> _Stated exercise 1_:
In the article on street sweeping effectiveness, about how wide is a human hair?
> _Stated exercise 2_:
Translate this sentence from the street sweeping article into Spanish: "Sutherland designed his testing protocol to quantify the pickup efficiency of several of Elgin's sweeper models."
> _Stated exercise 3_:
Write the next part of the street sweeping article, picking up after its final sentence.

> _Page excerpt_:
Are U.S. Stormwater Managers Aware of the Effectiveness and Cost Benefits of Street Sweeping?
by Ranger Kidwell-Ross
AbstractThis article provides an overview on the demonstrated pickup capability of today's street sweepers. In addition, it includes information provided by several APWA-Certified Stormwater Managers who were contacted during its writing. They were surveyed to see what type of training about the effectiveness of street sweeping had been included as part of their respective learning processes, whether to gain their CSM designation or elsewhere.
At the end of the article is a link to a seven-page information overview on the capabilities of street sweepers created by the author.
In November of 2011 I received the following letter from Brian Giles, Sweeper Products Manager for Elgin Sweeper Company. The testing he refers to was an independent slate of tests conducted by Roger Sutherland, of AMEC, Inc. Sutherland designed his testing protocol to quantify the pickup efficiency of several of Elgin's sweeper models.
Here is the pertinent content of Giles' letter:
As shown by the graph of the Elgin Sweeper test results shown to the left, the 2008 testing by the Elgin Sweeper Company shows that several of Elgin's current street sweeper models – both mechanical broom and air-based models – are much more effective in their pickup capabilities than was indicated in previous testing. Especially when it comes to Elgin's vacuum and regenerative air sweepers, this pickup ability was documented to include the ability to handle the majority of small-micron materials under 250 microns.
As the graph indicates, even the mechanical broom Elgin Eagle using standard water-based dust suppression had a pickup capability in excess of 80% for material 250 microns and larger. (For reference, human hair is about 72 microns wide, so 250 microns is a little more than three times that width. The EPA targets waterborne pollutants as small as 10-microns; airborne pollutants as small as 2.5-microns.) The top small-micron pickup sweeper tested, Elgin's Crosswind NX, showed an ability to remove over 90% of material even smaller than a human hair.
And, as other analysis has shown, the expense of removing a pound of pollutants with an air sweeper – which the sweeper does in addition to the many pounds of larger, relatively unpolluted solids it removes as Total Suspended Solids (TSS) during operation – is only about $2 to $5/lb. By contrast, a study of structural BMPs by Caltrans indicates the cost per pound of pollutant removed as TSS runs $10 to $60/lb., not including land costs.
The same studies indicate that newer mechanical broom sweepers reduce TSS in stormwater at a cost of only $5 to $10 per pound. Plus, about half of the metals targeted by the EPA for removal are water soluble. Only by picking them up prior to runoff can they be removed effectively from the runoff stream.

> _Supplied data_:
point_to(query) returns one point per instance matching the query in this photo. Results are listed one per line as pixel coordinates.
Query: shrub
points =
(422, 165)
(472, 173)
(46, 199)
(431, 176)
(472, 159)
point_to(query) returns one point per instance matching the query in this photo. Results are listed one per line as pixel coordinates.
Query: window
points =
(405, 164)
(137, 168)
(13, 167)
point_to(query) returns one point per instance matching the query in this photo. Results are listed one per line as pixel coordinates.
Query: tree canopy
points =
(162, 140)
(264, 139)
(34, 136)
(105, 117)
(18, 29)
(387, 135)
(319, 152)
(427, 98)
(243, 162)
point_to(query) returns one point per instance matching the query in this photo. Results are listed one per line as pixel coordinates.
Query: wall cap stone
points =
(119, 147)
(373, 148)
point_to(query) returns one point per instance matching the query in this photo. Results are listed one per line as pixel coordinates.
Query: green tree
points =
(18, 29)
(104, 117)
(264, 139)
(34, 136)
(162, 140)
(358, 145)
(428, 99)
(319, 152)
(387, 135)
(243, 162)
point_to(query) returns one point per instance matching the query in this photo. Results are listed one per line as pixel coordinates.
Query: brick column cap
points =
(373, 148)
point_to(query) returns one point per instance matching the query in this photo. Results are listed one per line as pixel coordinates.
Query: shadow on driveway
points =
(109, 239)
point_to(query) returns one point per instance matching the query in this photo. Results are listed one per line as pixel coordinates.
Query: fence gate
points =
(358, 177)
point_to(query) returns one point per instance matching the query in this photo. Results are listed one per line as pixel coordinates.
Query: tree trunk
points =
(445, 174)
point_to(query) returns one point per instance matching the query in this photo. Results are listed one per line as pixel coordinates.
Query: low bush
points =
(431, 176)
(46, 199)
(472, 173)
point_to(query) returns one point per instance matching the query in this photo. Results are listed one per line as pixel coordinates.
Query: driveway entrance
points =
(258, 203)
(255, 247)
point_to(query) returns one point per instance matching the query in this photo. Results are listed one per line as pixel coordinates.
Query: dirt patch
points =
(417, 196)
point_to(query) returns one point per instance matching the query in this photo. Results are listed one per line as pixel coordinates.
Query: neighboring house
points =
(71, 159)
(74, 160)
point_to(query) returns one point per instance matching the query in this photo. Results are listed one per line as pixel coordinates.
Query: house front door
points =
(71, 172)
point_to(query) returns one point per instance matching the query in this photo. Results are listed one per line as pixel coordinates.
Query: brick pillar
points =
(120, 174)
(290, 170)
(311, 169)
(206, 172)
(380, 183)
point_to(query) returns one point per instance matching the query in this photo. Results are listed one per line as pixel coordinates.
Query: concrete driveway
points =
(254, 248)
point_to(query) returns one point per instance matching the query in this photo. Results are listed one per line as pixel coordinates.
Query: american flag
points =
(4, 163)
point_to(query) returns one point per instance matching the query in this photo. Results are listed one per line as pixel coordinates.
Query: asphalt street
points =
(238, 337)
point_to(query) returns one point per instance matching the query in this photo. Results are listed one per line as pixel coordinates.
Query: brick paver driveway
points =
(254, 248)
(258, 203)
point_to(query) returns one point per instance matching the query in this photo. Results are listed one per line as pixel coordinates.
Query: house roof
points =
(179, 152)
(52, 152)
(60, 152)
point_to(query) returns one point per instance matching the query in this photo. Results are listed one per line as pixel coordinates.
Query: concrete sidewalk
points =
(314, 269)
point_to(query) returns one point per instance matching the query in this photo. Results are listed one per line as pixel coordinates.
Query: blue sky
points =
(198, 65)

> _Written response 1_:
About 72 microns.

> _Written response 2_:
Sutherland diseñó su protocolo de pruebas para cuantificar la eficiencia de recolección de varios de los modelos de barredoras de Elgin.

> _Written response 3_:
This question arises, though: "Are stormwater runoff pollution managers in the U.S. and elsewhere generally aware of that these types of capabilities exist for street sweepers, as has been quantified in the Elgin testing?" So, as a second part to this article I contacted several individuals who had recently gained the coveted Certified Stormwater Manager (CSM) designation through the American Public Works Association. In addition, I spoke to William E. Spearman, P.E., Vice President at Woolpert in Columbia, South Carolina, who is the APWA's CSM certification expert and trainer.
Although not a CSM himself, Spearman conducts a two-day class for individuals wanting to attain the CSM designation. "The goals required of stormwater managers vary somewhat widely in different parts of the U.S.," said Spearman, "due to weather conditions and the areas targeted pollutants. My intent in training is not to emphasize any particular best management practices (BMPs) over any others. Rather, I try to provide an overview of available BMPs so that the attendees will be able to form their own assessments given the particular needs and regulations unique to their area of the country."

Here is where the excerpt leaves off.